- _WORK TO COMPLETE_
Your task is to filter the data below down to the lines holding "white".
== Segment start ==
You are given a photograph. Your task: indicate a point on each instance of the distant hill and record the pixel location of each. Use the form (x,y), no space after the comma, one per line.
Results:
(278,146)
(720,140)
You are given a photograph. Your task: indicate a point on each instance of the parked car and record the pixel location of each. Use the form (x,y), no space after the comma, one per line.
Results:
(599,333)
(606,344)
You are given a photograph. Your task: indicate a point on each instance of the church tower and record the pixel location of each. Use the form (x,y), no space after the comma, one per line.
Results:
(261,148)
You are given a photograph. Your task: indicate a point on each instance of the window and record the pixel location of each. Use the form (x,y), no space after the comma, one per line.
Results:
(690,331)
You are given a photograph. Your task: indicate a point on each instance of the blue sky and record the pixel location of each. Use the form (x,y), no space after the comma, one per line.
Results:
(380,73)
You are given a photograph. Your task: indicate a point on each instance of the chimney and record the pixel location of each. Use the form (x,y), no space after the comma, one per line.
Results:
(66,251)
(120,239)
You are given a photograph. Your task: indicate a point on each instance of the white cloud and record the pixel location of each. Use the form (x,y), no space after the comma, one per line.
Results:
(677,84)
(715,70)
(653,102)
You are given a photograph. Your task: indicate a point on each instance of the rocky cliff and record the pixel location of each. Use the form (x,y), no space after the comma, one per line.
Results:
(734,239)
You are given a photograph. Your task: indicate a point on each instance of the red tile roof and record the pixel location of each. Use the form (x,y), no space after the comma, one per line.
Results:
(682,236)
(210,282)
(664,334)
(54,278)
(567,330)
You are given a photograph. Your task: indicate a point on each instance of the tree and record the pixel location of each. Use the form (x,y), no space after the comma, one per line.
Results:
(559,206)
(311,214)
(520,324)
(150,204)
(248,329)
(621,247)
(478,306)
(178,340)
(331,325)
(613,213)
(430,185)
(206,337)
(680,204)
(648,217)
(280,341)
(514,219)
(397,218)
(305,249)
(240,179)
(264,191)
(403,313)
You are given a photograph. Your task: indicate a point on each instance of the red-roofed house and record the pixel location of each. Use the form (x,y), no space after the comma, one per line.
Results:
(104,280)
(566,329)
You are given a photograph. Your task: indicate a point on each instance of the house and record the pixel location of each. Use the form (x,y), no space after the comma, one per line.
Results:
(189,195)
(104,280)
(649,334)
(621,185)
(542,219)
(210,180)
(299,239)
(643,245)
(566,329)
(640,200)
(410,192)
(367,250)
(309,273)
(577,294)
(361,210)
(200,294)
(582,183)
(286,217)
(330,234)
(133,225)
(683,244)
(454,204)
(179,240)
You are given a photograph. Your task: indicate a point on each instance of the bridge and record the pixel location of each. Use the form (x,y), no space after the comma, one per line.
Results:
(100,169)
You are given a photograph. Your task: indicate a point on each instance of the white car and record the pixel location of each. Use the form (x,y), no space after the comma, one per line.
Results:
== Segment end ==
- _EXPECTED ANSWER_
You are given a photograph. Your task: indicate a point on each instance of the white cloud and record the pixel location of each. Use the form (x,y), no space after the comma, one per line.
You are given a photograph. Your task: indicate a point on each instance of the white car and record the pixel location of each. Use the form (x,y), no space after the comma, one per line.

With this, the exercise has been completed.